_Requirements:_ Reproduce every line of the listing below as a numbered list, skipping blank lines and leaving out the pictures.
=== Data shown ===
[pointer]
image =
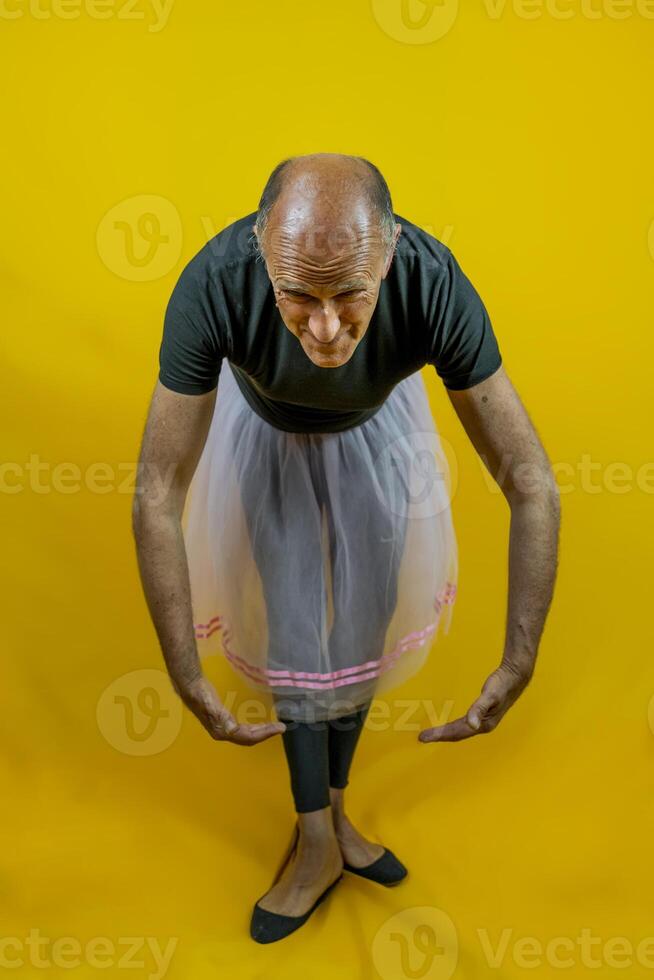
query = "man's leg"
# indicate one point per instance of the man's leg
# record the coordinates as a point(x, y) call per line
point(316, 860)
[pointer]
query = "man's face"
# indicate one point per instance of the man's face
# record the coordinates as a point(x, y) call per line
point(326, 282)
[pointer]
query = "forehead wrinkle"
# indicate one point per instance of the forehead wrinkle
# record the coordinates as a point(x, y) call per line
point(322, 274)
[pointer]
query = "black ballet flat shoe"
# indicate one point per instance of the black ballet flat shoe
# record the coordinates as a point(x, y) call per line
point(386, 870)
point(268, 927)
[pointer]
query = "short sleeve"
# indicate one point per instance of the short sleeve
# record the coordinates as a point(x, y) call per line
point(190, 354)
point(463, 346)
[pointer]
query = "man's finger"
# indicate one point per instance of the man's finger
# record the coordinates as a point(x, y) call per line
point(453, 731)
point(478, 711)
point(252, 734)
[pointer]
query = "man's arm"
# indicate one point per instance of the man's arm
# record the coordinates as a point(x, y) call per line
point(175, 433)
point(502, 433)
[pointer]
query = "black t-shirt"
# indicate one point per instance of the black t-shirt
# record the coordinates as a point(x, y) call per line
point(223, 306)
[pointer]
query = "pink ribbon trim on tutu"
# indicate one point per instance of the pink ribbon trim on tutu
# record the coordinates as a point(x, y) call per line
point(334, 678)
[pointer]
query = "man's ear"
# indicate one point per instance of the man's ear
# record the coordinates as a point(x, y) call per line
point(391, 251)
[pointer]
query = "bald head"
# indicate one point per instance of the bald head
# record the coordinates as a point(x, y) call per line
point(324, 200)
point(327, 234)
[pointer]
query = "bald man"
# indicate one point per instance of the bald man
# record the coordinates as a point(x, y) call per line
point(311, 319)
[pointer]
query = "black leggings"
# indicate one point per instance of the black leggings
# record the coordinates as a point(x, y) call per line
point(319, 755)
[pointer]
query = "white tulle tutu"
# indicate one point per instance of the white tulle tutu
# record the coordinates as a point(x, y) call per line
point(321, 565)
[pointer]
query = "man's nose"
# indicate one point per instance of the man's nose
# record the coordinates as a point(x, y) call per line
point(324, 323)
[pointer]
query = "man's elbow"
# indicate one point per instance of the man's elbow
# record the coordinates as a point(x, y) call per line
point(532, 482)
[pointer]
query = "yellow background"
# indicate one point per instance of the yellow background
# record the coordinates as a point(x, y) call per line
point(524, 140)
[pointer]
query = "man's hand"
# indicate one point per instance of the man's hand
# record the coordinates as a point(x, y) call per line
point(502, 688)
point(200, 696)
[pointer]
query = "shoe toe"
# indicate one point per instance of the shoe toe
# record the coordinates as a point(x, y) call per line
===
_Response:_
1. [pointer]
2. image =
3. query = "man's leg"
4. # indicate one point per instance of the man's leg
5. # record the coordinates as a point(x, y) call per line
6. point(316, 860)
7. [pointer]
8. query = "man's face"
9. # indicate one point per instance of the man's face
10. # record the coordinates as a point(x, y) call per line
11. point(326, 282)
12. [pointer]
13. query = "forehead wrinkle"
14. # indicate one point per instance of the forehead wrinkle
15. # record the coordinates as a point(x, y) call per line
16. point(322, 274)
17. [pointer]
18. query = "black ballet flat shoe"
19. # indicate one point per instance of the black ballet flat shoe
20. # record the coordinates as a point(x, y) call per line
21. point(386, 870)
22. point(268, 927)
23. [pointer]
24. query = "short sleeve"
25. # indicate one point per instance of the short sleeve
26. # record the coordinates as a point(x, y) call per line
27. point(190, 354)
28. point(463, 346)
29. [pointer]
30. query = "man's finger"
31. # indicate one point per instance of the man's finger
32. # record the coordinates as a point(x, y) call per line
33. point(453, 731)
34. point(478, 711)
35. point(252, 734)
36. [pointer]
37. query = "man's arm"
38. # indicate one point per instance of the man's arm
39. # record the coordinates as a point(x, y) call per line
40. point(175, 433)
41. point(502, 433)
42. [pointer]
43. query = "black t-shirt"
44. # indicate one point per instance of the black t-shirt
45. # record the coordinates as a point(x, y) call per line
46. point(223, 306)
47. [pointer]
48. query = "pink ribbon trim on tutu"
49. # indicate one point per instance of the pink ribbon trim on tutu
50. # record the coordinates as a point(x, y) call per line
51. point(334, 678)
52. [pointer]
53. query = "man's ear"
54. # indicate one point per instance of the man's ear
55. # record the coordinates as a point(x, y) call per line
56. point(391, 251)
57. [pointer]
58. query = "bald head"
59. # indicate one point per instance of the bald head
60. # record the coordinates as a point(x, y) call per line
61. point(324, 200)
62. point(327, 234)
63. [pointer]
64. query = "bald man"
65. # indicate one point per instance of the bald man
66. # record the coordinates as a point(x, y) call per line
67. point(311, 319)
68. [pointer]
69. query = "black leggings"
70. # indicate one point per instance of the black leggings
71. # record the coordinates as a point(x, y) call per line
72. point(319, 755)
73. [pointer]
74. query = "white tulle tutu"
75. # indicate one point per instance of the white tulle tutu
76. # record the coordinates as a point(x, y) call per line
77. point(321, 565)
78. [pointer]
79. query = "man's nose"
80. # indicate one point per instance of the man's nose
81. # record the coordinates as a point(x, y) call per line
82. point(324, 323)
83. [pointer]
84. query = "man's elbow"
85. # indicate one point per instance of the man's elbow
86. # record the coordinates as a point(x, y) call per line
87. point(532, 482)
88. [pointer]
89. query = "yellow background"
90. # indicate one point per instance of the yellow background
91. # record the coordinates as a point(x, y) call per line
92. point(524, 140)
93. [pointer]
94. query = "man's hand"
95. # indicate one point per instance of the man's hand
96. # record the coordinates as a point(x, y) call per line
97. point(502, 688)
98. point(200, 696)
99. [pointer]
100. query = "shoe toe"
101. # indicate one point per instance of the shoe toe
102. # record the coordinates as a point(x, y) call per line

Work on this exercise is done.